-- start --
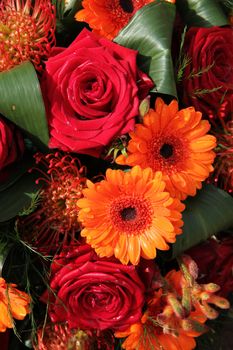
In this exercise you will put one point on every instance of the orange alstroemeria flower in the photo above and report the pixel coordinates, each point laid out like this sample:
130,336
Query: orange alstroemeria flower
175,143
145,335
13,304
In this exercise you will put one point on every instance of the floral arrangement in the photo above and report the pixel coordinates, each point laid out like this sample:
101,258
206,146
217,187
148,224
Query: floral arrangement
116,174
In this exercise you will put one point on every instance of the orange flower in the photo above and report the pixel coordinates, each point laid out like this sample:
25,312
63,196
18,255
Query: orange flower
174,142
108,17
146,335
54,222
13,304
129,214
27,32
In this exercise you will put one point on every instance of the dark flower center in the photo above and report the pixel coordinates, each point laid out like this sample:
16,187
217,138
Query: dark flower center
128,214
166,151
127,5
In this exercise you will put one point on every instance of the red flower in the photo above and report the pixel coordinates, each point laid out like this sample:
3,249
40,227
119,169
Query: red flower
208,78
11,144
94,293
60,337
91,91
215,262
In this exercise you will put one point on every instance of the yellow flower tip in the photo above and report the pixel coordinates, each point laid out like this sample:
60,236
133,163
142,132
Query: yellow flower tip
134,216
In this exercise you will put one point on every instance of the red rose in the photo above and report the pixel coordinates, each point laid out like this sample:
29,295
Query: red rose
11,144
94,293
208,79
91,93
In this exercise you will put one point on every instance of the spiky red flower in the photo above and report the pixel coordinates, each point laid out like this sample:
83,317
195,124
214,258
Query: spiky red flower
27,32
56,219
57,336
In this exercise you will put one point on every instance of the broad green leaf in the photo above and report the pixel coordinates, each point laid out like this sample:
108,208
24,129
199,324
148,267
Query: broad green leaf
14,196
201,13
21,101
206,214
150,32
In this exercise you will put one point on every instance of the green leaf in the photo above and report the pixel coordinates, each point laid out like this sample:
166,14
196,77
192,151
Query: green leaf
206,214
14,193
201,13
150,32
21,101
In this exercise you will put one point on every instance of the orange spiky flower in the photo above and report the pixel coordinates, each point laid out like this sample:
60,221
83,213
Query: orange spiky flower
27,32
59,337
13,304
129,215
223,170
56,219
108,17
176,143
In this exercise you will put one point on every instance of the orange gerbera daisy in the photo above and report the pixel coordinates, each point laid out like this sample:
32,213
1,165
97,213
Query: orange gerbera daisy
174,142
108,17
145,335
13,304
129,215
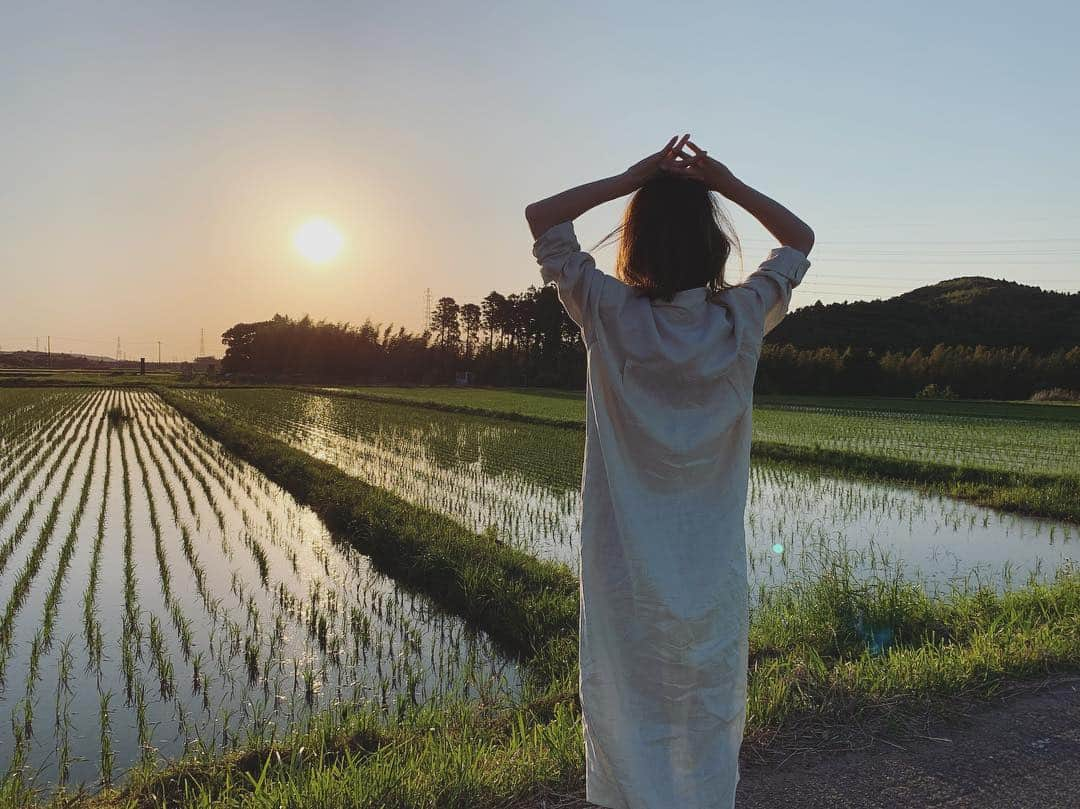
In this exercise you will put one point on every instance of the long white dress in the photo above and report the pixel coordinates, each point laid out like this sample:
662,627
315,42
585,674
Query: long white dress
664,611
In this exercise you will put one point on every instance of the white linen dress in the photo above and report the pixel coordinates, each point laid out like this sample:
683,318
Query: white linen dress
664,593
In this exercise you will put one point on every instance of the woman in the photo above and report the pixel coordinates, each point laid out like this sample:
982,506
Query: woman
672,350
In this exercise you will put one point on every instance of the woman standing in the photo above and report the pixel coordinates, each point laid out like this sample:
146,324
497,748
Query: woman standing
672,350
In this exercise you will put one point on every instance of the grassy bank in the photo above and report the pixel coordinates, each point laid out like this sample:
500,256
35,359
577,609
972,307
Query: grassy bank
815,677
828,652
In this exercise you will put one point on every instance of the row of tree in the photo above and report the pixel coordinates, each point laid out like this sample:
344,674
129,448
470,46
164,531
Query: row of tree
527,339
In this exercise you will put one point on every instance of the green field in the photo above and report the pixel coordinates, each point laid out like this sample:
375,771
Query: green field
1011,436
284,547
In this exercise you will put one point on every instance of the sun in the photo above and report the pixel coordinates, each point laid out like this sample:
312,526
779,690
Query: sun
318,240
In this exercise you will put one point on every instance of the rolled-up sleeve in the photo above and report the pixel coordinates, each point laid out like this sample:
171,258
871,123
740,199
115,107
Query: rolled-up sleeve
572,271
772,282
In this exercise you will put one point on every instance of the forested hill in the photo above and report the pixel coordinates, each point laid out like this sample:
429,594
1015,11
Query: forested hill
962,311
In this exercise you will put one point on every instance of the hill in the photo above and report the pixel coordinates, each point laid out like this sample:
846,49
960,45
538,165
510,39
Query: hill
962,311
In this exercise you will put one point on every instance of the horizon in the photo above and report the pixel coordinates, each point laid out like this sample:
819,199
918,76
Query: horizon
175,204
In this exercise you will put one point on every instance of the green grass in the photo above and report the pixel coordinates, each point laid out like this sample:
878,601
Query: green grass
1022,457
535,404
813,670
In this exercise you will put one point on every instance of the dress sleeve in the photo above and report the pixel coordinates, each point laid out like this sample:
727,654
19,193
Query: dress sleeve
574,271
770,285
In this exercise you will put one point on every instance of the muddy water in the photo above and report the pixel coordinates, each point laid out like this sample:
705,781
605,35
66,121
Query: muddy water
158,596
518,483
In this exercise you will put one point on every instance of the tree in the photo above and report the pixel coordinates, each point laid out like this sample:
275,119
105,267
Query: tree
446,324
471,321
494,312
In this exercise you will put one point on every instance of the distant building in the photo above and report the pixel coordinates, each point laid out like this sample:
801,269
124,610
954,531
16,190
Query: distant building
204,364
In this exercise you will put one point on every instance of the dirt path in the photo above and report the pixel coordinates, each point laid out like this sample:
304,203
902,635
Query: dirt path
1021,749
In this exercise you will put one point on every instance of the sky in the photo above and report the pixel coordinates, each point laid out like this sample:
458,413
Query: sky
157,158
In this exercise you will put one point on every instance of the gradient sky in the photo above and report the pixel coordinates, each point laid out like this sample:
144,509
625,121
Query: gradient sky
156,158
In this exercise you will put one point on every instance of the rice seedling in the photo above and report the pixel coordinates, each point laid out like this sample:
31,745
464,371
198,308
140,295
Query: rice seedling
239,650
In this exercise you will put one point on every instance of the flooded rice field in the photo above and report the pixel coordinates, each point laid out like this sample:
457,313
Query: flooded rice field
158,596
520,483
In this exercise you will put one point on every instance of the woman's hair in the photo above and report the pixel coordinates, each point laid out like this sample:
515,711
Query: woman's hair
675,236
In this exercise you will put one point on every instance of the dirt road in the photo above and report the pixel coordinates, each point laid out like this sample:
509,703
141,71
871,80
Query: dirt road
1017,750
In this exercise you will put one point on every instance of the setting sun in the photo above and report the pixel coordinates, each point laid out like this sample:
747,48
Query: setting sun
318,240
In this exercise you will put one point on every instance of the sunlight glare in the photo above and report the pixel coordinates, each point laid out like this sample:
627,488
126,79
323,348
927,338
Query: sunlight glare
318,240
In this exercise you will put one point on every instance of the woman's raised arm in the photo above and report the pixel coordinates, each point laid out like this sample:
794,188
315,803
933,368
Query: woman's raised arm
568,205
786,227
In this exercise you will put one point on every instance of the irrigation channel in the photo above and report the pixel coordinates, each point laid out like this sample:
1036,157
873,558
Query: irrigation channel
518,483
160,597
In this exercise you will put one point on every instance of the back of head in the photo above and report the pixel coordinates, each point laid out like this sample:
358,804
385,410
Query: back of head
674,236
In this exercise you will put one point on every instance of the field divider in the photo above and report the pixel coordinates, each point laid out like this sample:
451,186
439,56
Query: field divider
527,606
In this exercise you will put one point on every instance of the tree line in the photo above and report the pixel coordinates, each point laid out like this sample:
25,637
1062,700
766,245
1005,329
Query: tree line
527,339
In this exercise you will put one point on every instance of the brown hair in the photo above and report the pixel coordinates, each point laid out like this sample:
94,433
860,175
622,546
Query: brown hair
675,234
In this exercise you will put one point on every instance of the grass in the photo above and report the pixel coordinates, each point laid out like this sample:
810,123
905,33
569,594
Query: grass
827,650
1013,456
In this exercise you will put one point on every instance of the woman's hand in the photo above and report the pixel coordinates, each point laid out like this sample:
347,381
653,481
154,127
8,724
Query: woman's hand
650,166
699,165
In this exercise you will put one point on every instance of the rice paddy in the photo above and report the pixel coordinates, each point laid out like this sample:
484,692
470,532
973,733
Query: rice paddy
518,484
159,597
996,435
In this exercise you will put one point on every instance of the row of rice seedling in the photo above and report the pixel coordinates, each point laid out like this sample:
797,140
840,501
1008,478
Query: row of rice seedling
49,456
227,648
32,430
810,658
437,460
1000,436
1001,440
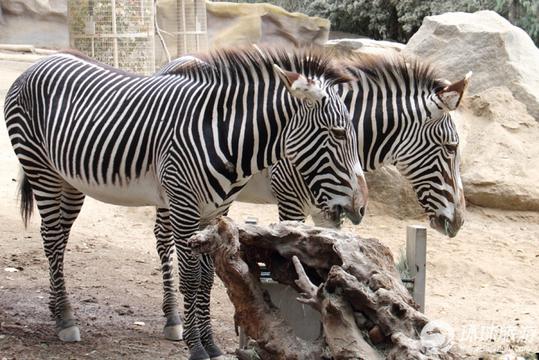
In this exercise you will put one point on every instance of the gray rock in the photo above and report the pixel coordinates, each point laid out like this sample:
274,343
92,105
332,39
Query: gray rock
366,45
498,53
390,193
499,151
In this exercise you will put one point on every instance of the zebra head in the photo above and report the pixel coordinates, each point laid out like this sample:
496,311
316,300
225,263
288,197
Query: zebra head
430,158
322,144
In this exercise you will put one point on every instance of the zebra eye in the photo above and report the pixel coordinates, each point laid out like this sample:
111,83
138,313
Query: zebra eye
451,148
339,133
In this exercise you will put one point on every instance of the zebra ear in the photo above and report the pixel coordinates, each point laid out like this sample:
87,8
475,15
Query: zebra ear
299,86
451,95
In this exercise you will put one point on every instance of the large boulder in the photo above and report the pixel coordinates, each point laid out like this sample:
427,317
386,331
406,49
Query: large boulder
244,24
233,24
366,45
391,194
499,151
498,53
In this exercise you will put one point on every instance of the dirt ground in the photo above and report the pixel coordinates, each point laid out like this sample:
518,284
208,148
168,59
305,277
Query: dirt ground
484,282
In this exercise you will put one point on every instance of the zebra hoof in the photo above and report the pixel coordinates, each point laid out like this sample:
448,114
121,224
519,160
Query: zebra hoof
214,352
174,332
69,334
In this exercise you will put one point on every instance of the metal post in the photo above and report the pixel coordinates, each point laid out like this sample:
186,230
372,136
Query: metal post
114,32
416,256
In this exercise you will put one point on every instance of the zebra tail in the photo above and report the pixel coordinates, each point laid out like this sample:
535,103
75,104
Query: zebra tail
26,197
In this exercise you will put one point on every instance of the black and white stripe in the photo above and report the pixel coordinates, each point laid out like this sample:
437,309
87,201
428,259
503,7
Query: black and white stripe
185,141
401,113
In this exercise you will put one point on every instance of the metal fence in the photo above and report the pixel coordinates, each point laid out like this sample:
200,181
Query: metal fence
116,32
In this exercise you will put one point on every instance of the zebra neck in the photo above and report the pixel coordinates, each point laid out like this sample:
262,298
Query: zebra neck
245,116
379,117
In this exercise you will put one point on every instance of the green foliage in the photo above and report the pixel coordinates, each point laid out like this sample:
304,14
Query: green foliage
398,20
-- end --
* Task requirements
Repeat exactly the lines above, starting with the line that contains "the zebra ear" and ending with the last line, both included, and nothing else.

* Solution for this task
In this exercise you will put one point on every instance of the zebra ear in the photo above and report the pixel coordinates, each point laid out like this sample:
87,8
475,15
Query: zebra ear
299,86
451,95
In this exercise you will put one point on every instance of the large boulder in the photo above and report the pixel coordinates, each point laid out like this sample:
427,317
386,331
406,49
Query: large boulder
244,24
233,24
366,45
391,194
499,151
498,53
In this exercise you will put one point on every instance of the dirt ground in the photo above and report the pixel coordinates, each point laid out like this sample:
518,284
208,148
168,59
305,277
Query: dirt ground
484,282
In this exercise you will put one point on every instance of the zebra hoof in the photo above and report the pixel coordinates, each point laid out like this sample:
448,114
121,224
519,160
Query: zebra hoof
214,352
174,332
69,334
In this exercise you will put one point on every instance of the metal post in the photo above and report the pixel coordinates, each point laid out like this sample:
186,230
372,136
Query: metal post
114,32
416,256
In this exercise you will put one point on every instance of the zebra tail in the photo above and report the pixel coordinates, each point laid out like this sample:
535,103
75,104
Query: zebra tail
26,197
In this exercise you will put one point on every instance of the black and white stripe in the photo above and report the pixel coordinates, each point laid out like this sample:
437,309
87,201
428,259
503,7
Query: black and white stripe
185,141
401,113
In this exercise you will put one point on every instance of the metal fence in the photo above and report the pixel coordinates, each point laid out like this sample:
200,181
Query: metal fence
116,32
In this exercise you will put one point on every instance of the zebra neck in the photo above and report the pixel coordinates, each point laid out like this sample:
262,298
Query: zebra neck
245,116
379,117
In this exercise you will put one point on every instance of the green foliage in the photo above and report the pixel coordinates, each point laid out like this sample:
304,14
Query: green foliage
398,20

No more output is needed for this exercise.